Excerpted text >>
_ _ _ _
Last year’s federal budget deficit was less than half the $80bn projected in March, aided mostly by a surprise jump in commodity prices, the treasurer, Jim Chalmers, has said.
In an update on Tuesday, five weeks before the Albanese government releases its first budget, Chalmers said the bottom line for the 2021-22 fiscal year would boast an improvement of almost $50bn from what was expected six months ago.
The “substantial but temporary lift in taxes” came in large part from higher than expected revenues as a jump in commodity prices boosted Australia’s returns from its mineral exports.
The fiscal ledger would also benefit from $20bn in “far lower-than-budgeted” tax payments, in part because the previous Morrison government had not managed to spend as it had proposed for items such as Covid vaccines. Supply issues had also delayed some infrastructure outlays.
The turnaround compared with a projected $79.8bn deficit projected in March by then treasurer Josh Frydenberg, but would still leave a gap “north of $30bn”.
Chalmers and the finance minister, Katy Gallagher, told a media conference that calculations of further deficits – the existing budget predicted a $78bn shortfall this year and $56.5bn for 2023-24 – were still being finalised.
“This substantial improvement is welcome,” Chalmers said. “But the bulk of it is driven by temporary factors.”
The rolling two-week iron ore price, for instance, was already about one-fifth below its level at the end of June, while the price of coking coal used in steelmaking was off more than a quarter.
A lower-than-forecast take-up of Covid-related business support measures would have the effect of improving the budget’s position last year but would see revenues lowered this year as deductions for companies accumulate, Chalmers said.
The treasurer described the coming budget, scheduled for 25 October, as a “bread and butter” one, that would have to deal with “difficult” spending challenges.
The government is wary about increasing spending that would run counter to the efforts of the Reserve Bank of Australia to cool demand in the economy and inflation by hiking its key interest rate.
_ _ _ _
Available data >>

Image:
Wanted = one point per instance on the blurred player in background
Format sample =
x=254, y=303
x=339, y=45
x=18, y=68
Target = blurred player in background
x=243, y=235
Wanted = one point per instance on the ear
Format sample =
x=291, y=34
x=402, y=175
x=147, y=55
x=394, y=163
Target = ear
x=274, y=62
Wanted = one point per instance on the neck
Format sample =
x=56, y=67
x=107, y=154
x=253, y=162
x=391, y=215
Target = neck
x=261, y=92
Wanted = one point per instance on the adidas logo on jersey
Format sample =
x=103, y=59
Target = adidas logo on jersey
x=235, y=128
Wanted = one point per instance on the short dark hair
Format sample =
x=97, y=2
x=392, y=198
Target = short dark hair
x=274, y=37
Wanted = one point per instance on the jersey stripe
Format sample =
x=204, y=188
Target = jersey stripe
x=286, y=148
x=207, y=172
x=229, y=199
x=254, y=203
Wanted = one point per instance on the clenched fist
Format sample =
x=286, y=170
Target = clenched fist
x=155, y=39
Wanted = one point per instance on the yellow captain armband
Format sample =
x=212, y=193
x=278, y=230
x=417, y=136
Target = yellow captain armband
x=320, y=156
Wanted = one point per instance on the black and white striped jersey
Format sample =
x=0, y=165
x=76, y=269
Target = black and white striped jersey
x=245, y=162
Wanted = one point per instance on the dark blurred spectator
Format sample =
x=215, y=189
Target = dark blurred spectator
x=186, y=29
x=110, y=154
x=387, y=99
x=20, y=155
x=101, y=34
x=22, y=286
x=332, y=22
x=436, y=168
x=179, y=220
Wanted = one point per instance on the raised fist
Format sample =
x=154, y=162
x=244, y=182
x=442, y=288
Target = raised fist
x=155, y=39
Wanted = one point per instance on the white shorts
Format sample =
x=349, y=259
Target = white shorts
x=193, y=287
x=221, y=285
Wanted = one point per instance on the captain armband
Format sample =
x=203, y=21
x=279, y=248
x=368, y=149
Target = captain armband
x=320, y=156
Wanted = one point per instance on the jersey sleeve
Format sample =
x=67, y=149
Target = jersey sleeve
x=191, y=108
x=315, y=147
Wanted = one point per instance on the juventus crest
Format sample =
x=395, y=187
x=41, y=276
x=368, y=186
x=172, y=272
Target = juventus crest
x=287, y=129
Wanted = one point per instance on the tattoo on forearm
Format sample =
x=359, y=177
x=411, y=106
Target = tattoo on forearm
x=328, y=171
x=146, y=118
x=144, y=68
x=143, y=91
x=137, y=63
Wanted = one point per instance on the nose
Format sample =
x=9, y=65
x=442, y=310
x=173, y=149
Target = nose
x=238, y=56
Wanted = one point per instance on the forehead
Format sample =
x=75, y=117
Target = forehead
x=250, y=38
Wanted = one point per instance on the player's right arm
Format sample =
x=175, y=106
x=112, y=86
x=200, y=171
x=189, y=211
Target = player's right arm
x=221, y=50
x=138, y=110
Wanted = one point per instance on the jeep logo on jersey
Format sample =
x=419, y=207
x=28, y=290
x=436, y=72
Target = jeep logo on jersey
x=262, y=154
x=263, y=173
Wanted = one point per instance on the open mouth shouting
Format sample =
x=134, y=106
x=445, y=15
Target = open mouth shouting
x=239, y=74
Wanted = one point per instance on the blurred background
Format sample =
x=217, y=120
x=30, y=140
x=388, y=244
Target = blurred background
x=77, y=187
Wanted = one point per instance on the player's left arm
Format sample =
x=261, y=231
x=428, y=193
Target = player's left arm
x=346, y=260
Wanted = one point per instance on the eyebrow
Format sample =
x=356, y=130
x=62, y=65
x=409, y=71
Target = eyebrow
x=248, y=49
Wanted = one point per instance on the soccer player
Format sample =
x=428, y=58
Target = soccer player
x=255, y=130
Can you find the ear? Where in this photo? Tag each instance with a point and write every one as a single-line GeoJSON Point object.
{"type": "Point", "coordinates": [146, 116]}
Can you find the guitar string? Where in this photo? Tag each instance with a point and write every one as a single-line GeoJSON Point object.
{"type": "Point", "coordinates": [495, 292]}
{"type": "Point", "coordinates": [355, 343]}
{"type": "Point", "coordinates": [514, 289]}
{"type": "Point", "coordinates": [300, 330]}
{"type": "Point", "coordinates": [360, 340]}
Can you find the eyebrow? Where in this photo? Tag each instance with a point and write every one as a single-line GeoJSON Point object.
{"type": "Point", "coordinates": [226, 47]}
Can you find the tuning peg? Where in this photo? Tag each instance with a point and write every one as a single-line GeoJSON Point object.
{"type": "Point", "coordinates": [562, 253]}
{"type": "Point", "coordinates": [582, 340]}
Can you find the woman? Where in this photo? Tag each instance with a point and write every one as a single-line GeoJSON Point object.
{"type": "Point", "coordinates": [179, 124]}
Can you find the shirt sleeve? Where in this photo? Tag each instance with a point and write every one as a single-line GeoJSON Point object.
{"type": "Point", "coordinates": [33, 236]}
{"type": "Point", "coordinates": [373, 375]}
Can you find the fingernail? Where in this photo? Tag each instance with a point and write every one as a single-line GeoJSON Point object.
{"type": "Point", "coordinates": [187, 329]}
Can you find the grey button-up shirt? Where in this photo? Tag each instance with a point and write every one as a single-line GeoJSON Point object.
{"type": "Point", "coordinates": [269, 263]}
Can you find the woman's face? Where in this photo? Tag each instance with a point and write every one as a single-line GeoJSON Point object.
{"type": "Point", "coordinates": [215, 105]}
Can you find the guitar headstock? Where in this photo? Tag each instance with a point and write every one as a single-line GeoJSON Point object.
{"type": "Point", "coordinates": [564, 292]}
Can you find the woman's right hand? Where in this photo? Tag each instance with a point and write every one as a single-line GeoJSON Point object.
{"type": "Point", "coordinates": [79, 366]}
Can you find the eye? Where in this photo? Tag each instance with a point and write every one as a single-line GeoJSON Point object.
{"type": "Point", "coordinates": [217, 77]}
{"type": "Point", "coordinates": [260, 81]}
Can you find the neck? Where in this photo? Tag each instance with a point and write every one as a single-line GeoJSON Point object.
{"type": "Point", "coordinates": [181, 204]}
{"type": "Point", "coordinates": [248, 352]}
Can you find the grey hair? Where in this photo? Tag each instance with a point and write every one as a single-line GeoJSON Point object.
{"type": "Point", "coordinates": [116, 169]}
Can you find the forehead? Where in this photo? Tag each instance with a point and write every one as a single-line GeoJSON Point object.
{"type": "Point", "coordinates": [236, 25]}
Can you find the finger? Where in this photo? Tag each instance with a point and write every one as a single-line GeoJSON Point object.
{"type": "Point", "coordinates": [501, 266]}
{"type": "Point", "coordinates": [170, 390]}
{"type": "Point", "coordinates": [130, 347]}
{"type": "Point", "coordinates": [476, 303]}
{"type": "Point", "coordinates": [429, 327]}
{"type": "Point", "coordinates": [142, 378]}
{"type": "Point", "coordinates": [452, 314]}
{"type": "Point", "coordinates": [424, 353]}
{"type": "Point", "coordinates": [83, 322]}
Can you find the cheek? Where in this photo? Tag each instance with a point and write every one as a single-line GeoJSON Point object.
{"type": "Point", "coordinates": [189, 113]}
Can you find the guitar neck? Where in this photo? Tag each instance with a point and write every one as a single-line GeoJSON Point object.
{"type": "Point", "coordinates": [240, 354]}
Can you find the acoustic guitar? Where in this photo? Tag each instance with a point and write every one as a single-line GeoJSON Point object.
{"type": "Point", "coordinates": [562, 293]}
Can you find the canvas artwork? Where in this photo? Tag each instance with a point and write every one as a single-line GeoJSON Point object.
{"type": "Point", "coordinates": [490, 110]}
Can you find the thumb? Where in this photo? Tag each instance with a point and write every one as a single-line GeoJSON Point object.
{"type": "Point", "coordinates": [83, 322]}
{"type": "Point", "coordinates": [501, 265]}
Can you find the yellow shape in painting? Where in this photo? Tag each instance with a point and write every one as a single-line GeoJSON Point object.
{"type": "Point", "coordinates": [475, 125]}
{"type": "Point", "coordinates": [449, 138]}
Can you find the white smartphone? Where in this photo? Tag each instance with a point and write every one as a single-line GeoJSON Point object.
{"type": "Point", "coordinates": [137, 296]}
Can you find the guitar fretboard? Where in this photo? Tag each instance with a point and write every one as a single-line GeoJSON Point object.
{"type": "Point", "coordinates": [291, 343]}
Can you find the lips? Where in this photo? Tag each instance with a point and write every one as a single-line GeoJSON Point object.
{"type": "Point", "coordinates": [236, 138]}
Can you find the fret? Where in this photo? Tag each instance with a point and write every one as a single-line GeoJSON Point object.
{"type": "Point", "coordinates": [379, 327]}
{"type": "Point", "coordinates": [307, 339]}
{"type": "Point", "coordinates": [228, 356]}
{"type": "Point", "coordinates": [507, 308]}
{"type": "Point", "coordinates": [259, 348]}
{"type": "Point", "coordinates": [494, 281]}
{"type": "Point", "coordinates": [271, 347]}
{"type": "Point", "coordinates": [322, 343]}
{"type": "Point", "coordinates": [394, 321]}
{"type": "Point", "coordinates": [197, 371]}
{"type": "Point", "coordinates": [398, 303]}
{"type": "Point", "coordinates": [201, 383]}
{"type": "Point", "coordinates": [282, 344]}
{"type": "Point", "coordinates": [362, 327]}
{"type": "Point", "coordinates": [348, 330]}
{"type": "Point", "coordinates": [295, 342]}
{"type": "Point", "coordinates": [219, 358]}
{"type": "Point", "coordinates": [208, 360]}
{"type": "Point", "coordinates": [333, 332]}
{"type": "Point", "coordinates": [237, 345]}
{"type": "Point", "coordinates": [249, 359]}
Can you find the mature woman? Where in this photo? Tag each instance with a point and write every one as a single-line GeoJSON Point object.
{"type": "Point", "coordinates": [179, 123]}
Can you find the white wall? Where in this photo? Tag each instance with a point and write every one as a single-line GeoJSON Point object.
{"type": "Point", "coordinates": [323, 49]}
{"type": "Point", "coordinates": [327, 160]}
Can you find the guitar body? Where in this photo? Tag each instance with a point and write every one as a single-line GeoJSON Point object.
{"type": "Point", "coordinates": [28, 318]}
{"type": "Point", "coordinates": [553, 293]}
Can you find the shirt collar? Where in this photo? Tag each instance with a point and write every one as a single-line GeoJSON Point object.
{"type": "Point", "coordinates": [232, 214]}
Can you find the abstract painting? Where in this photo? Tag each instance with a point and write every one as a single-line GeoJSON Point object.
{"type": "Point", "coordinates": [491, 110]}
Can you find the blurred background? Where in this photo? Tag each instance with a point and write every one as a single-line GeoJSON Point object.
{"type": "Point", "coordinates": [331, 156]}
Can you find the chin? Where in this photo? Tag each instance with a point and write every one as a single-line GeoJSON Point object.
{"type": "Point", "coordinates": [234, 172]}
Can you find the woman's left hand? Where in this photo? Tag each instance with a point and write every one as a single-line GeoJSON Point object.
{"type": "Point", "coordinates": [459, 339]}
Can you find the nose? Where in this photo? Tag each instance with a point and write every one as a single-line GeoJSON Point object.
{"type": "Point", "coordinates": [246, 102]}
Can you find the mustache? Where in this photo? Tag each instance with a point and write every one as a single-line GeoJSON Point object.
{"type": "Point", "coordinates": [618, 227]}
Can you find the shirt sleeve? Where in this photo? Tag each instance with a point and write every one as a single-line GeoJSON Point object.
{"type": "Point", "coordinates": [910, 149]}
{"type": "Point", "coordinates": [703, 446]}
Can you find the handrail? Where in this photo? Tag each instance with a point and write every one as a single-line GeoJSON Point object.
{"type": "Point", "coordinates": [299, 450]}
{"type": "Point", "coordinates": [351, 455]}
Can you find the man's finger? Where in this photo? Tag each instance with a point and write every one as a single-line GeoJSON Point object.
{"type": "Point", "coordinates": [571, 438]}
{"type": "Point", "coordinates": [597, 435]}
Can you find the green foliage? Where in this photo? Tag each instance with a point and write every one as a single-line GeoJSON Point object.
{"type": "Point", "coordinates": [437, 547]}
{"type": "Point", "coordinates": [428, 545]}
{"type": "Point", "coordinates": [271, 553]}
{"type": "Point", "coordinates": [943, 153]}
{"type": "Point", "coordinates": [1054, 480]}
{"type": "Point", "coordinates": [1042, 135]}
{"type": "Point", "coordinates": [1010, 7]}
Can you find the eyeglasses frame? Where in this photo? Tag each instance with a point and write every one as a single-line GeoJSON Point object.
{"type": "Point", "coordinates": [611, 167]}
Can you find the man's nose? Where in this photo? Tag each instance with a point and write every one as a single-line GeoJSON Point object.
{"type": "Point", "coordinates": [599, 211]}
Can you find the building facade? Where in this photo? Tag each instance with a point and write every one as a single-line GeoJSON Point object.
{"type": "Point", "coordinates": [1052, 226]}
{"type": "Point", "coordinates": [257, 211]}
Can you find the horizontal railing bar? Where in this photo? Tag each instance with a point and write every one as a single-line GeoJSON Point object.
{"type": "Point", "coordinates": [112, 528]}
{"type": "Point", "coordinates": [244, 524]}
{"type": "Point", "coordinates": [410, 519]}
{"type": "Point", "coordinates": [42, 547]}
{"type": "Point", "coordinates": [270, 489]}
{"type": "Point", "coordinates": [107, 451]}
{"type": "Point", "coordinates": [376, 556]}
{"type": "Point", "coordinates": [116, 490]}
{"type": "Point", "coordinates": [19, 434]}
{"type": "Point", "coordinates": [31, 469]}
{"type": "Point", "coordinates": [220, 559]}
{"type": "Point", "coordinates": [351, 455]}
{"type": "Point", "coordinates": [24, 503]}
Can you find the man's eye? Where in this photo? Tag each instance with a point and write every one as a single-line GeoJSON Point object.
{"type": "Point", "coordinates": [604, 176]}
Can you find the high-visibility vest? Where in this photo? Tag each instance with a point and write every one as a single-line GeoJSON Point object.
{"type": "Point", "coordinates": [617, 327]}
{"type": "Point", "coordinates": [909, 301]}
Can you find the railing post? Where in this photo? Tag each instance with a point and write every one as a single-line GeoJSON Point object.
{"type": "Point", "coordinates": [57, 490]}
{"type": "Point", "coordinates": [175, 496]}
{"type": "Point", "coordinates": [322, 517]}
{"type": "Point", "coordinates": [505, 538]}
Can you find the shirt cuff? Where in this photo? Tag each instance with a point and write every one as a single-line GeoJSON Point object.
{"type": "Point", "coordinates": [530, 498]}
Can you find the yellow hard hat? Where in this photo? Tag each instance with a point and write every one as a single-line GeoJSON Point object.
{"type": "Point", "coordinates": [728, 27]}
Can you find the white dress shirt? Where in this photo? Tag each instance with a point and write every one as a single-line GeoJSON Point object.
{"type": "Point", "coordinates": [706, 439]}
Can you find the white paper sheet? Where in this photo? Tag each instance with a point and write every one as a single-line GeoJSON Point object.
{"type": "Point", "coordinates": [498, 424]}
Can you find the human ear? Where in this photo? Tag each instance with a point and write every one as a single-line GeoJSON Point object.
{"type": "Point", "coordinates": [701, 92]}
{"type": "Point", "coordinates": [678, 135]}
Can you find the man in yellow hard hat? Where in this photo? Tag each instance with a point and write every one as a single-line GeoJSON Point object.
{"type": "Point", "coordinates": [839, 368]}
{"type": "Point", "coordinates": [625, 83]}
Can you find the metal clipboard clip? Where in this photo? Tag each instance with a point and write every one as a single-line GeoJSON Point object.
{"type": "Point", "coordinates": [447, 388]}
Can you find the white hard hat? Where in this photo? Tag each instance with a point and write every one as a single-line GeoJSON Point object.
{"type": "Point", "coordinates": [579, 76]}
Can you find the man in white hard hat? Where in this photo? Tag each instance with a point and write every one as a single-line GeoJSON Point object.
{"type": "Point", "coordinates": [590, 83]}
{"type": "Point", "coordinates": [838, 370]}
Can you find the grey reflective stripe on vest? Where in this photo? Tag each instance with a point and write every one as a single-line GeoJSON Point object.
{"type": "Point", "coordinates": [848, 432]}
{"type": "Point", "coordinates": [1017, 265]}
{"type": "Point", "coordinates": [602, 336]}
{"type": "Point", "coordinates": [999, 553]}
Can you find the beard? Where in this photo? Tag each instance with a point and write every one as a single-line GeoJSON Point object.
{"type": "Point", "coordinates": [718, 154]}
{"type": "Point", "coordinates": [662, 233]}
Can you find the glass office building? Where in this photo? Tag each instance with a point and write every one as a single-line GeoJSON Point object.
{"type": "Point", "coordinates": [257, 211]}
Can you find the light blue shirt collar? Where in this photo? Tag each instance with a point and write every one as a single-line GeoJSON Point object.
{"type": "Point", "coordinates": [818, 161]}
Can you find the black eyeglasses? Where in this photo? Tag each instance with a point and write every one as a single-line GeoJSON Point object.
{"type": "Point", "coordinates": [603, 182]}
_ _ _ _
Brief >>
Reproduce the passage in the budget deficit article above, starting with "The turnaround compared" and going on through "still being finalised.".

Task response >>
The turnaround compared with a projected $79.8bn deficit projected in March by then treasurer Josh Frydenberg, but would still leave a gap “north of $30bn”.
Chalmers and the finance minister, Katy Gallagher, told a media conference that calculations of further deficits – the existing budget predicted a $78bn shortfall this year and $56.5bn for 2023-24 – were still being finalised.